◆ Texte étudié ◆
———

Quoi ! d’après cet homme, parlant à ces femmes et les prévenant des obligations qu’elles auront à remplir, en étant tributaires de l’Ordre maçonnique, quoi ! il leur, en coûtera, dit-il, des efforts pour suivre les lois de cette amitié désintéressée ? il a fallu, pour cela, un serment solennel ? cette amitié-là sera un fardeau, que, dès ce jour, elles se sont engagées à porter ?… Mais aussi, comme il s’empresse de les rassurer !… Cessez de vous effrayer, insinue le bon apôtre ; ce fardeau n’est pas au-dessus de vos forces ; grâce à la délicatesse de vos organes, vous irez le chercher de vous-mêmes ; vous l’irez chercher dans le sentier étroit de la vertu, et ce sentier, nous tâcherons toujours de vous le parsemer de fleurs !

———

◆ Données fournies ◆
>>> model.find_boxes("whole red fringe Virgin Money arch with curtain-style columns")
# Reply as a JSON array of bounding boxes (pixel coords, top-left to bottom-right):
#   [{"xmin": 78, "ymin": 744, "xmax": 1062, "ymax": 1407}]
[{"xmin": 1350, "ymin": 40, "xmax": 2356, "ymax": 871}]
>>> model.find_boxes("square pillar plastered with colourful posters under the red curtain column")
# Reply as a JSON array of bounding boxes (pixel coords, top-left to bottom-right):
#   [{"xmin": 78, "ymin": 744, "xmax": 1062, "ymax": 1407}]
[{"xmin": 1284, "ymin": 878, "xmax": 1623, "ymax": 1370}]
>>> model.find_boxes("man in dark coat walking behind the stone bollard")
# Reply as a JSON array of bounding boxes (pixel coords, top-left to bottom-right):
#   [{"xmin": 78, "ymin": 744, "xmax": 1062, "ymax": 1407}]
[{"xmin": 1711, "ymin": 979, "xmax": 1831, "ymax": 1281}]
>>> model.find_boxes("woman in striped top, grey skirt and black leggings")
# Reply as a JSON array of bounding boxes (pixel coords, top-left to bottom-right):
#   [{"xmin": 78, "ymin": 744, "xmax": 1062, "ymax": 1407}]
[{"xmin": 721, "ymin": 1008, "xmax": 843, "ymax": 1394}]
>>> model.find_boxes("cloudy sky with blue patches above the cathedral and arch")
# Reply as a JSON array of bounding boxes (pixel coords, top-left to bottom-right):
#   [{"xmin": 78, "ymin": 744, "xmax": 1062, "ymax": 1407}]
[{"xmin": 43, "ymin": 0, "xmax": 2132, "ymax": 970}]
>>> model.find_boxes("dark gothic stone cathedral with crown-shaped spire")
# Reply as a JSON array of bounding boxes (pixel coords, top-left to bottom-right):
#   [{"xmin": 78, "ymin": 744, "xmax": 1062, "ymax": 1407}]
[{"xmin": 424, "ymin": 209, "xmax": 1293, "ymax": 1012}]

———

◆ Travail demandé ◆
- A) Extrayez du texte sur l'Ordre maçonnique le passage qui s'ouvre sur les mots contenant « Quoi ! d’après cet » et s'achève sur « parsemer de fleurs ! ».
- B) Poursuivez le texte sur l'Ordre maçonnique à partir de sa dernière phrase.

◆ Réponses attendues ◆
- A)
Quoi ! d’après cet homme, parlant à ces femmes et les prévenant des obligations qu’elles auront à remplir, en étant tributaires de l’Ordre maçonnique, quoi ! il leur, en coûtera, dit-il, des efforts pour suivre les lois de cette amitié désintéressée ? il a fallu, pour cela, un serment solennel ? cette amitié-là sera un fardeau, que, dès ce jour, elles se sont engagées à porter ?… Mais aussi, comme il s’empresse de les rassurer !… Cessez de vous effrayer, insinue le bon apôtre ; ce fardeau n’est pas au-dessus de vos forces ; grâce à la délicatesse de vos organes, vous irez le chercher de vous-mêmes ; vous l’irez chercher dans le sentier étroit de la vertu, et ce sentier, nous tâcherons toujours de vous le parsemer de fleurs !

- B)
Est-ce bien d’une amitié honnête qu’il s’agit, quand le f∴ orateur dit que la première impression de ce sentiment est plus forte que la raison, plus impérieuse que les raisonnements, auxquels elle impose un absolu silence ?… Est-ce bien de l’amitié pure et simple qu’il est question, quand il dit qu’il n’y a, entre elle et un sentiment de nature à jeter un désordre tumultueux dans les sens, qu’une nuance légère, que l’haleine brûlante du désir a bientôt effacée ?… Et condamne-t-il vraiment ce passage d’un sentiment à l’autre, ou, pour mieux dire, cette chute, alors qu’il en montre avec complaisance le tableau, dans un dédale d’enchantements, où la molle volupté, couchée sur un lit de roses, sourit à la beauté qui lui fait des esclaves ? alors qu’il a soin d’ajouter que, si la surveillance, que chaque frère doit exercer sur soi pour ne pas succomber vient à s’oublier quelquefois, la raison, soutenue par les principes maçonniques, viendra à son secours, comme Ariane ?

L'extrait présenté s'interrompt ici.